- Selected excerpt:
[BEGIN]

Nothing interesting happens around here. I'm single again, and will most likely stay that way. I fought the good fight, and life ran over me with it's giant truck full of gravel. Still, life goes on, I find ways to entertain myself, and continue to be a productive gardener.

I have thought about making a presentation of the little house my wife bought, and I fixed up for her to move into. It was horribly abused and neglected, but thanks to her good taste, and my hard work, it's a really nice little home now. Home, 1.5 acres, and close enough I can go up and make 5 bucks cutting the grass, or something.

All for a total of 20k, more or less. She bought a lot of stuff I wouldn't have, but it's her house, and she can have any kind of lights and kitchen counter she wants.

Other than that 10 week project, same old stuff as usual. Figuring ways to do everything alone, and use my head more than my back.

Considering the Established philosophy that HT, therefore Carbon Media, own whatever you post on their forum, bruhaha going on right now in the thread about the folks posting youtubes, and the 2 or 3 members that go into nearly every thread, telling people that they're doing it wrong, I'm reckoning that I probably won't make a presentation about the little house, or other stuff.


----------



## Shrek (May 1, 2002)

Oxankle,
Real life always slows down things in the cyber world if folks are smart and leave their phones and devices out of their real life.

Over the years since GF and I got back together and I have found my comfortable niche in retirement, I still try to put some time in the morning over coffee before doing my day's tasks and again for a bit before I turn in.

Yes the board has been dead but all it takes is folks taking turns to breath a little puff of life into as they can spare the time.


----------



## CajunSunshine (Apr 24, 2007)

Clem said:


> *Nothing interesting happens around here.* I'm single again, and will most likely stay that way. I fought the good fight, and life ran over me with it's giant truck full of gravel. Still, life goes on, I find ways to entertain myself, and continue to be a productive gardener.


No, suh...you are wrong about "nothing interesting happens around here." I don't think you could be bored if you tried, even if you were in solitary confinement or something.

I know that if I were in solitary confinement, my mind would keep me entertained 24/7... *pretty much like the picture below.* After years of reading your posts, I suspect your mind is a lot like that too, lol.

(P.S. I am very, very sorry to hear about the danged gravel truck running over you like that.)


----------



## Oxankle (Jun 20, 2003)

Clem; sorry about then gravel truck---Been there, done that.
Shrek, I thought you'd been comfortable in retirement for years. I've spent more time on the net this week than in a long time---There is always work to do when you are keeping up two places. Tomorrow a fellow is supposed to come and trench 300 feet of water line for me--I've got the pipe and tools,, he's got the backhoe. I'll be an 86-year-old wreck tomorrow night, but the back garden will have water in 2018.


----------



## ShannonR (Nov 28, 2012)

ST used to be a lot more entertaining, as more people posted. Whether or not they are/were single was totally irrelevant... but some of the discussions were truly worthwhile, food for thought.

I have found myself fairly recently single, and don't even know where to begin looking or if I should even bother to do so. I'm just doing what I do as best I can...

[END]

- Dataset rows:
[BEGIN]

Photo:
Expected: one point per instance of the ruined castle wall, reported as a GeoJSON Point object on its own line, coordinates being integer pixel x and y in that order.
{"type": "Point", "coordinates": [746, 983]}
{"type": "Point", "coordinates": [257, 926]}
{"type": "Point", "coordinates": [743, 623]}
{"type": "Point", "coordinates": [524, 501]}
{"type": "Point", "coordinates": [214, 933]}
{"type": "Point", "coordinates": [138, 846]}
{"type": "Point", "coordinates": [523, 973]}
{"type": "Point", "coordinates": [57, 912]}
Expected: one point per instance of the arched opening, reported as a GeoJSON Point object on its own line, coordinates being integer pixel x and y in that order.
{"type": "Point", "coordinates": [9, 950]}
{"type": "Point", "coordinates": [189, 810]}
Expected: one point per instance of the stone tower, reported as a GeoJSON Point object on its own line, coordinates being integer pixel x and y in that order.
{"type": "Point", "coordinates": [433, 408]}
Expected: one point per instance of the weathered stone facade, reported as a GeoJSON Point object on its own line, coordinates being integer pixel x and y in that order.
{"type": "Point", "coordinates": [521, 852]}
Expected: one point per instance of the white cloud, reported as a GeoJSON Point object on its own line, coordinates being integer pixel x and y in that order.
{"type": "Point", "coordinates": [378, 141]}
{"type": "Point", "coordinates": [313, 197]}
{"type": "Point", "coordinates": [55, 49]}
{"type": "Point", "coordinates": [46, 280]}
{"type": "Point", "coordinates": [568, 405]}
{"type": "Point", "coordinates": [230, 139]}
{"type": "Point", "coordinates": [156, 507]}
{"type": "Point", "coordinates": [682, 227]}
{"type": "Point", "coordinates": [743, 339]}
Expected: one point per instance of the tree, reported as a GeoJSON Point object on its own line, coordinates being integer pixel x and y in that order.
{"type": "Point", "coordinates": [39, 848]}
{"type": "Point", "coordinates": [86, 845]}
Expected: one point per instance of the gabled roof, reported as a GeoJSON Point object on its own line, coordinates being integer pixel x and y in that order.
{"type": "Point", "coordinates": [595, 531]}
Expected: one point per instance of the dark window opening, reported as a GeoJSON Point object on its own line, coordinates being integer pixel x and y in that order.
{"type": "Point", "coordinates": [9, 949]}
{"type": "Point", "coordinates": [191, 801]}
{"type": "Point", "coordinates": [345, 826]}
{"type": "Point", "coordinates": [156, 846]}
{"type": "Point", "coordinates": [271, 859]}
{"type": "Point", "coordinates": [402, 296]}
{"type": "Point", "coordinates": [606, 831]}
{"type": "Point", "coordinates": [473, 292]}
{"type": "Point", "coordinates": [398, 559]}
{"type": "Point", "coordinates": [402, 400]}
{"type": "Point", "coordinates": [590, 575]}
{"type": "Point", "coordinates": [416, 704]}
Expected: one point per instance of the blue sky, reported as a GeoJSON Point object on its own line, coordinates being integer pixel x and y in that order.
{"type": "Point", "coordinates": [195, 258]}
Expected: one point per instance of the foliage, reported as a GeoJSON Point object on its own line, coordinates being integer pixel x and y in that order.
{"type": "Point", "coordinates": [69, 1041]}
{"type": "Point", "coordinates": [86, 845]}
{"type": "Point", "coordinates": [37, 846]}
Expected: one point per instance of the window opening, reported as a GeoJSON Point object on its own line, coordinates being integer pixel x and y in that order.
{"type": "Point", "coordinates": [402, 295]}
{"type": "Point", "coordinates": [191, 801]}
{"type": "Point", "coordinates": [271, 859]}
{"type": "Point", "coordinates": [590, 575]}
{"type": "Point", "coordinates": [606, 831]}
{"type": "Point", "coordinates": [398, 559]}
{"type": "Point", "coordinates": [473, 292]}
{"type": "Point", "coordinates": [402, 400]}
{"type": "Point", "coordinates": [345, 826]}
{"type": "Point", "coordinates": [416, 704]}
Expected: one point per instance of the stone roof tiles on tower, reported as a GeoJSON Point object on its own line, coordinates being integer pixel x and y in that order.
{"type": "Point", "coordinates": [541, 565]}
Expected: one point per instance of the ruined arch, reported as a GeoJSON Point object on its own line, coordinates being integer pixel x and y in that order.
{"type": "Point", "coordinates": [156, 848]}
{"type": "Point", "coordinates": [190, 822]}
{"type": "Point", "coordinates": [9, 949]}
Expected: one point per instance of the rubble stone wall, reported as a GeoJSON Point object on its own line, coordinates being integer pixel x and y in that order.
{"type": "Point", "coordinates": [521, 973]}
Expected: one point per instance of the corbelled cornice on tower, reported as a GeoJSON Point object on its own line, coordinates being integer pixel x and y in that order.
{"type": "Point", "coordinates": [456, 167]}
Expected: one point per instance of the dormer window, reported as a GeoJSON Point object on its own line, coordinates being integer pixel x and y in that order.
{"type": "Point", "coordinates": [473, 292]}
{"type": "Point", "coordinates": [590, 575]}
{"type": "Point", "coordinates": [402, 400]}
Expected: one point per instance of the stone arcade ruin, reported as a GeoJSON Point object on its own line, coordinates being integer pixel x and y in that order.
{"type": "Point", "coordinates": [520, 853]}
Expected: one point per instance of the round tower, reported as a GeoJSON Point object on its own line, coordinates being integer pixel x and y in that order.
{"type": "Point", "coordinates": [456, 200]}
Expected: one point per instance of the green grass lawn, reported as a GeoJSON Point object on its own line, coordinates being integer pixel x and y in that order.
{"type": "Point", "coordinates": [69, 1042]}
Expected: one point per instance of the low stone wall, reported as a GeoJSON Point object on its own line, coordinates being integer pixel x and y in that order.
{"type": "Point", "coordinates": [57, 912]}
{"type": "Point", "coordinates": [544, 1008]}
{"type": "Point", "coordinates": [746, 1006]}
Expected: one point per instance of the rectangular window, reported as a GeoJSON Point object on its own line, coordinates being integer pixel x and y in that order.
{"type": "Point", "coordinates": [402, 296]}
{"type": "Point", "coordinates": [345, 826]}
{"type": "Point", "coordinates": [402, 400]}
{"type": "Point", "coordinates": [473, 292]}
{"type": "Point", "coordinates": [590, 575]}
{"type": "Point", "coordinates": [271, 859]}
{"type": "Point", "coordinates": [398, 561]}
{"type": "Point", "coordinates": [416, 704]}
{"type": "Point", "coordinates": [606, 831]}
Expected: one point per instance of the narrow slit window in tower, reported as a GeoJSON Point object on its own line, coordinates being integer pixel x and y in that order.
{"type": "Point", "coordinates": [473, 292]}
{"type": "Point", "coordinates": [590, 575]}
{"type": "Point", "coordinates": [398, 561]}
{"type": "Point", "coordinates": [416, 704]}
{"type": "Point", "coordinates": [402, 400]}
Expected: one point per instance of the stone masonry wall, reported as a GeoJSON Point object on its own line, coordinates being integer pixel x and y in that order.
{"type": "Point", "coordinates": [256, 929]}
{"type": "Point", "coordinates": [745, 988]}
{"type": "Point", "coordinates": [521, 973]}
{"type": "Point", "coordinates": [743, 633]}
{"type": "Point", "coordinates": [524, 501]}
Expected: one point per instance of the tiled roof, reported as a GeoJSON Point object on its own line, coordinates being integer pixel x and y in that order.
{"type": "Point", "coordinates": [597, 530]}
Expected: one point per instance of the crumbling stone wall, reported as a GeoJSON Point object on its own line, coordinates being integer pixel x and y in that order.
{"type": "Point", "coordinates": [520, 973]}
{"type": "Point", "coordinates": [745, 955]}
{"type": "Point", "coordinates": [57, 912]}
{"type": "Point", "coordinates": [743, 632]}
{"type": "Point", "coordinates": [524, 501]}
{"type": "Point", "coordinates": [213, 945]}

[END]
[BEGIN]

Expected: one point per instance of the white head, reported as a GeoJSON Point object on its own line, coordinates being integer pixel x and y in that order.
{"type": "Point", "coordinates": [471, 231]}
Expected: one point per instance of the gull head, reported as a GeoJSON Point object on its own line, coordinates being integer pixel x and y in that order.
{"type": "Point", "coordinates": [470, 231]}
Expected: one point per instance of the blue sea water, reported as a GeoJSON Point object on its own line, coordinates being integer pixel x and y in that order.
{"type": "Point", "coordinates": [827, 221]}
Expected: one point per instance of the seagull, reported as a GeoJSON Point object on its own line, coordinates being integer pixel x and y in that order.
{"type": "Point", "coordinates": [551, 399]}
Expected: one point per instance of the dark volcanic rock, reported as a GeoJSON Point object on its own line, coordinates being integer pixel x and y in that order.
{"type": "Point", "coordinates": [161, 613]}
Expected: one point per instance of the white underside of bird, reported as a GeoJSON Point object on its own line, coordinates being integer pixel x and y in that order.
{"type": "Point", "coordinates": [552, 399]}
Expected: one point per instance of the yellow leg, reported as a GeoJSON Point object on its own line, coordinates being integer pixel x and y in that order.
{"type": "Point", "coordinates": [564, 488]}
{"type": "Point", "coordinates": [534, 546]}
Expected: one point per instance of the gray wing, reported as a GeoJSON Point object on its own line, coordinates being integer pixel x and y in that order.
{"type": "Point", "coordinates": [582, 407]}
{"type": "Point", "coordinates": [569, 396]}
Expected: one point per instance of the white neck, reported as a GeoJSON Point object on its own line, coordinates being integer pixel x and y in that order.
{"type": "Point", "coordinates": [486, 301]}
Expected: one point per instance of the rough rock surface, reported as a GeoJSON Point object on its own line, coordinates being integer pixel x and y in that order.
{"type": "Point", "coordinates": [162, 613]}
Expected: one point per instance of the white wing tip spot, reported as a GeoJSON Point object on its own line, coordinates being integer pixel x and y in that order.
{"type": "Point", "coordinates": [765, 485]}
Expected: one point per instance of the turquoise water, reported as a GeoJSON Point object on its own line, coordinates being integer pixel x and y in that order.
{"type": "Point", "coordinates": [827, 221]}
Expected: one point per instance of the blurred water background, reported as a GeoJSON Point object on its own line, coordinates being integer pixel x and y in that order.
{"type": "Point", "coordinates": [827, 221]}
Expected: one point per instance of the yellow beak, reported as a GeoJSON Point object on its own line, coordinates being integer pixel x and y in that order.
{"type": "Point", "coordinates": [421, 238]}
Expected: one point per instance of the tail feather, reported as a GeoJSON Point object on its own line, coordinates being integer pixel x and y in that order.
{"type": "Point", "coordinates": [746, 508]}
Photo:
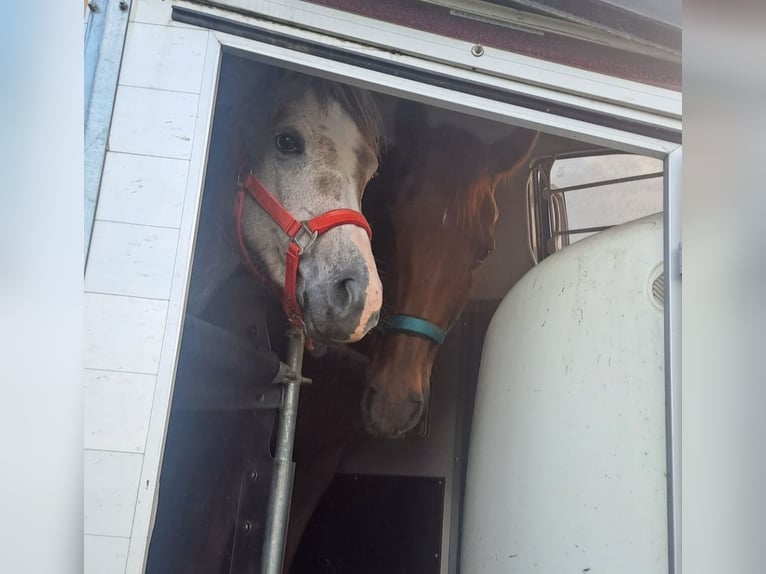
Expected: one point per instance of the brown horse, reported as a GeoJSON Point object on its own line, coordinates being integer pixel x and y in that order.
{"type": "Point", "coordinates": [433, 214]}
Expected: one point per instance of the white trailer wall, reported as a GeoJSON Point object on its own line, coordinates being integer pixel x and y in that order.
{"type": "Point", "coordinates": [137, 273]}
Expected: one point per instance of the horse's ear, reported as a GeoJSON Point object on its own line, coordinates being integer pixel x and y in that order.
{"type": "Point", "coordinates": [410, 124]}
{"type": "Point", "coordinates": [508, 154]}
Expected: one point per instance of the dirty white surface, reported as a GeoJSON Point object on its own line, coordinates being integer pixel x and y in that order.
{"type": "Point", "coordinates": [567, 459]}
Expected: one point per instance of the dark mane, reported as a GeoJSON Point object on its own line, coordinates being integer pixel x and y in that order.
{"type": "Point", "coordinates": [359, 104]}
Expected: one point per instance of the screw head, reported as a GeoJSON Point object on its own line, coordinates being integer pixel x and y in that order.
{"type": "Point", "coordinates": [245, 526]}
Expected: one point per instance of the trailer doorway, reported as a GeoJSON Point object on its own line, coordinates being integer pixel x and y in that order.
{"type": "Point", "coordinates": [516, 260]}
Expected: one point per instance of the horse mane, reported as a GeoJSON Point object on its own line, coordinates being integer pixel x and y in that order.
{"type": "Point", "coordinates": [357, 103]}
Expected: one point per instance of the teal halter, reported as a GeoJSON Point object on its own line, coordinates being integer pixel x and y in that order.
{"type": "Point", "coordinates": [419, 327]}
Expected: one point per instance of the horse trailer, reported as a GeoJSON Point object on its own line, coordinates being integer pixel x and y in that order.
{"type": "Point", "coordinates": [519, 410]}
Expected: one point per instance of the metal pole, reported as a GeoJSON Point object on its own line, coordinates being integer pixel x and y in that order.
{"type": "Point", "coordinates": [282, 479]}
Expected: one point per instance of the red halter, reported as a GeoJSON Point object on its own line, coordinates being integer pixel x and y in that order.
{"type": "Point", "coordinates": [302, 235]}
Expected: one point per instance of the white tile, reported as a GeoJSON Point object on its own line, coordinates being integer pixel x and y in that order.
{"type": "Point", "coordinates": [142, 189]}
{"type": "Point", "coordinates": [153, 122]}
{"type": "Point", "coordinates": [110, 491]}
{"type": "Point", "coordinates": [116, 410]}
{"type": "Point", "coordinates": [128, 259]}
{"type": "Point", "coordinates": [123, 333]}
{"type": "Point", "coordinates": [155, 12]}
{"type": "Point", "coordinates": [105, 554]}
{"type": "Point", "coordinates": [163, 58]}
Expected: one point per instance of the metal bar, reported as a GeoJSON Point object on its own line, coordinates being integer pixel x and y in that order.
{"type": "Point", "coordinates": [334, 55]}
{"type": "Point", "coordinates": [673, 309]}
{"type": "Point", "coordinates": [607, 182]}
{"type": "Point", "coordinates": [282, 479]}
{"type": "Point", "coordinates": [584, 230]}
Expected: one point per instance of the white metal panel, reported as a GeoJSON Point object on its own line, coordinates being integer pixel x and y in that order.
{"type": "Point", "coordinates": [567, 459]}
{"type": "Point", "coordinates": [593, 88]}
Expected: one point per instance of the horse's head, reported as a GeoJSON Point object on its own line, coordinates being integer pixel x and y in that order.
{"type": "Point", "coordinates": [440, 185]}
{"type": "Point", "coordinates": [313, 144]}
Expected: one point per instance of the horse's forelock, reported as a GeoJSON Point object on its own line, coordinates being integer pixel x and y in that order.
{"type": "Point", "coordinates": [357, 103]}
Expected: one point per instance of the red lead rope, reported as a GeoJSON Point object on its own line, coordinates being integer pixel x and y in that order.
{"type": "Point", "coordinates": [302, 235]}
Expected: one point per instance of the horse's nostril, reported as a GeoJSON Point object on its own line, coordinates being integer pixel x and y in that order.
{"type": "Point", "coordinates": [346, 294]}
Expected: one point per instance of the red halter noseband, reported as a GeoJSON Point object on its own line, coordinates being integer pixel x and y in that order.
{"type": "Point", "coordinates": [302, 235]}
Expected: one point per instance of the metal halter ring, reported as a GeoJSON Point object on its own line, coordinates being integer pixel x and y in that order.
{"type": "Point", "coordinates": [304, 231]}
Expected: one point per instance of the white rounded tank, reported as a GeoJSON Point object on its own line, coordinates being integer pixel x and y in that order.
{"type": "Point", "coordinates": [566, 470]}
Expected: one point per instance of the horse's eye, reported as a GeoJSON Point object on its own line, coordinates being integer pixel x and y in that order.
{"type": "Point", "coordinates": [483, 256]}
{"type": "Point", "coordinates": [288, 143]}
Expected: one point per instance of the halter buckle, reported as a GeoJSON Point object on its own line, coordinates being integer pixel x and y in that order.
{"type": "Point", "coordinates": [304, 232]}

[END]
[BEGIN]

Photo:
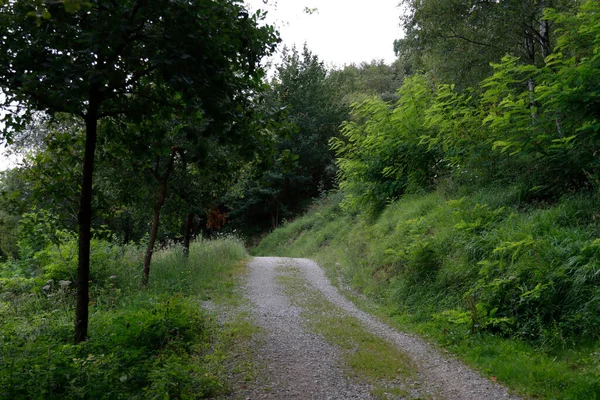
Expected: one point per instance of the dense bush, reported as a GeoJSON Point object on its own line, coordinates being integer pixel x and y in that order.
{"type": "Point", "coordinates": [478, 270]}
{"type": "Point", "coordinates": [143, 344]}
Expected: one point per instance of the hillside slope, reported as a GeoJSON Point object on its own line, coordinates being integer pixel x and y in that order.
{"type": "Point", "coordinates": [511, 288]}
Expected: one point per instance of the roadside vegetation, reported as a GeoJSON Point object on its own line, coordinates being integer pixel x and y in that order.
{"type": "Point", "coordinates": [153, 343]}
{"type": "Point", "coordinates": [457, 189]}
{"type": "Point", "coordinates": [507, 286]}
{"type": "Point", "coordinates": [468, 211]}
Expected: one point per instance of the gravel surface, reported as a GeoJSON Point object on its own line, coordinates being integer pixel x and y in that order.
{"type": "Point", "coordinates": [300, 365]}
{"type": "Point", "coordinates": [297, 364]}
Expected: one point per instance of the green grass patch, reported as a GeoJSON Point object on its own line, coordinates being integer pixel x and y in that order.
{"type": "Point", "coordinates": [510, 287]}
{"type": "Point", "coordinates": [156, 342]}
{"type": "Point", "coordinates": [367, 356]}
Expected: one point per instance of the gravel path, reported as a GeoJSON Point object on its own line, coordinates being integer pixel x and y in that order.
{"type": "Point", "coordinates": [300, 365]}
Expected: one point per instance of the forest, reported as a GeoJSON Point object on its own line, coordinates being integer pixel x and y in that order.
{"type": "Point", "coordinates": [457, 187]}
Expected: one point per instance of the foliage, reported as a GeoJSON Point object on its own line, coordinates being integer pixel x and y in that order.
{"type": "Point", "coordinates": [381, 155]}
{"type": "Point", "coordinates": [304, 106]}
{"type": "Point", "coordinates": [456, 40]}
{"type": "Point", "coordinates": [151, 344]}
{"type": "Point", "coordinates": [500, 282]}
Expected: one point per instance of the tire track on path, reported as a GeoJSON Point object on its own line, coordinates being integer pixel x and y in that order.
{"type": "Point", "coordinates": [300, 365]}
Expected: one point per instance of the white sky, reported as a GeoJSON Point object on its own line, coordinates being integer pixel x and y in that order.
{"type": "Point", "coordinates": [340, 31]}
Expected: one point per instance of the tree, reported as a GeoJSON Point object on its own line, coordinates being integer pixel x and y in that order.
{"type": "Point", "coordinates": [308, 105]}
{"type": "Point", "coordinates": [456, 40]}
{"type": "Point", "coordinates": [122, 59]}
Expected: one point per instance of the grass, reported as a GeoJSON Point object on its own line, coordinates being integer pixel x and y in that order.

[END]

- Exercise objective:
In the forum thread, how many feet of water line is a fellow supposed to trench for Oxankle?

- Written reply:
300 feet.